--- start of TEXT TO READ ---
# Alex Curran's Bun



## MAC_addiction<3 (Jul 15, 2009)

I absolutly love her hair, & would love to be able to recreate it, I just don't know how she gets it to stay up on top?? ive backcombed my hair but even that goes flat after a while. Plus my hairs really quite long so what would i secure the bun with to make sure it stays in? If anyone has any tips i would really appreciate itt! My photobucket is playing up so i couldnt upload the pictures so i've put the links below.. Thanks so much!! xo 
	

	
	
		
		

		
			





http://www.poundlandblog.co.uk/wp-co...09/02/alex.jpg

http://img.dailymail.co.uk/i/pix/200...an_468x715.jpg

http://estb.msn.com/i/EE/532D674FEE9...8B10B02A8B.jpg

http://images.icnetwork.co.uk/upl/ic...2D737B3AA0.jpg


----------



## xsnowwhite (Jul 15, 2009)

if you blow dry your hair straight back with a round brush and then take the round brush to the roots and blow dry it then spray with hairspray it will really help it to stay and give good volume at the roots. I would just use  bobby pins to secure the bun at the ends. Ooh also this is kinda hard to explain but when you start and grab your hair into a ponytail to first form the bun, sort of push it upand you will see the roots and top section sort of lift, and when you secure your ponytail/bun it should stay pretty good. Sorry there  may be a way easier way but thats all i can think of! btw that hairstyle is gorgeous!


----------



## kimmy (Jul 19, 2009)

there are styling aides that might help you achieve the volume at the crown. you can try bumpits (though i should warn you: they're difficult to get the hang of and the company's customer service is shotty at best) or you can go to your local beauty supply store and purchase what's called a "rat." it's basically just a net that's filled with hair to match your colour, you pull a layer of your hair up and secure the rat under it with bobby pins and then situate the layer of hair over it and secure into a ponytail.


----------



## MAC_addiction<3 (Aug 12, 2009)

Thanks soo much! Im goin to try out both your suggestionsss...thankyouuu!!
 xoxo


----------
--- end of TEXT TO READ ---
**PROBLEM SET:**
A: In the forum thread, what does kimmy suggest buying at a local beauty supply store?
B: Rewrite the stretch of the forum thread from "http://img.dailymail.co.uk/i/pix/200...an_468x715.jpg" through "hairstyle is gorgeous!", substituting "hair clips" for "bobby pins".
The data after this point is separate material, unrelated to the forum thread.
--- start of DATA SECTION ---
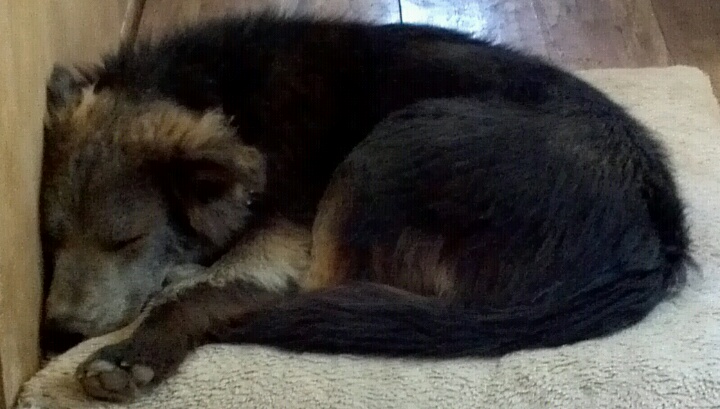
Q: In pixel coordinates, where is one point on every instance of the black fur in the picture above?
(558, 205)
(510, 159)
--- end of DATA SECTION ---
**EXPECTED ANSWERS:**
A: A "rat," which is a net filled with hair that matches your color.

B:
http://img.dailymail.co.uk/i/pix/200...an_468x715.jpg

http://estb.msn.com/i/EE/532D674FEE9...8B10B02A8B.jpg

http://images.icnetwork.co.uk/upl/ic...2D737B3AA0.jpg


----------



## xsnowwhite (Jul 15, 2009)

if you blow dry your hair straight back with a round brush and then take the round brush to the roots and blow dry it then spray with hairspray it will really help it to stay and give good volume at the roots. I would just use  hair clips to secure the bun at the ends. Ooh also this is kinda hard to explain but when you start and grab your hair into a ponytail to first form the bun, sort of push it upand you will see the roots and top section sort of lift, and when you secure your ponytail/bun it should stay pretty good. Sorry there  may be a way easier way but thats all i can think of! btw that hairstyle is gorgeous!